→ **Goal**
List each line of the rows below that contains the string "reflection", copying every such line in full. Case counts.

+++

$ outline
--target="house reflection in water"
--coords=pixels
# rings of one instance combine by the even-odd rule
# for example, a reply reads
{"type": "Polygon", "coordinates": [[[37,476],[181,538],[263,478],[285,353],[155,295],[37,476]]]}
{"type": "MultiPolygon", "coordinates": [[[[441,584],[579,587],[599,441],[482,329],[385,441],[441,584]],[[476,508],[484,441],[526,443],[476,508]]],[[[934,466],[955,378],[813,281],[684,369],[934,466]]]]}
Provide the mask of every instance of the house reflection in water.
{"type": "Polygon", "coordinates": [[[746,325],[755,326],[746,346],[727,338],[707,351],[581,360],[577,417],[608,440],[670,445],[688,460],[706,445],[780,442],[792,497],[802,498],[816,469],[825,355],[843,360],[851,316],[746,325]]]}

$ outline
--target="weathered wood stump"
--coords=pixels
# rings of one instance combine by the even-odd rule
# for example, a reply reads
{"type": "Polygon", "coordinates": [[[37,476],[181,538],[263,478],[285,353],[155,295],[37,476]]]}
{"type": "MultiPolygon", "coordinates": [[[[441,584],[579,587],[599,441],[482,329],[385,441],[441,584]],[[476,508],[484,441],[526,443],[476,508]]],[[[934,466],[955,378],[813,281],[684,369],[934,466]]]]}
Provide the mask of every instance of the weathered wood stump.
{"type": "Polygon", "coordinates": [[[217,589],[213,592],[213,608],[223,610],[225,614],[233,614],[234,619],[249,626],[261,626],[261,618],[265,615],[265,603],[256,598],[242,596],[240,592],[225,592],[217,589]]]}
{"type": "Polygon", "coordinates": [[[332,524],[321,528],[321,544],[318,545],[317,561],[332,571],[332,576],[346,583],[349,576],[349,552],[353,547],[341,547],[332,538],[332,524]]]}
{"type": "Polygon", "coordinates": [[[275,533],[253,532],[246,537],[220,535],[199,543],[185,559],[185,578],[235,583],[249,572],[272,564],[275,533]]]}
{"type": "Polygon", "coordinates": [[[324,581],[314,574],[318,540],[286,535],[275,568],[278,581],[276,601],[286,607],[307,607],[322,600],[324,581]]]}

+++

→ **Result of this exercise**
--target="house reflection in water"
Provide the mask of every instance of the house reflection in water.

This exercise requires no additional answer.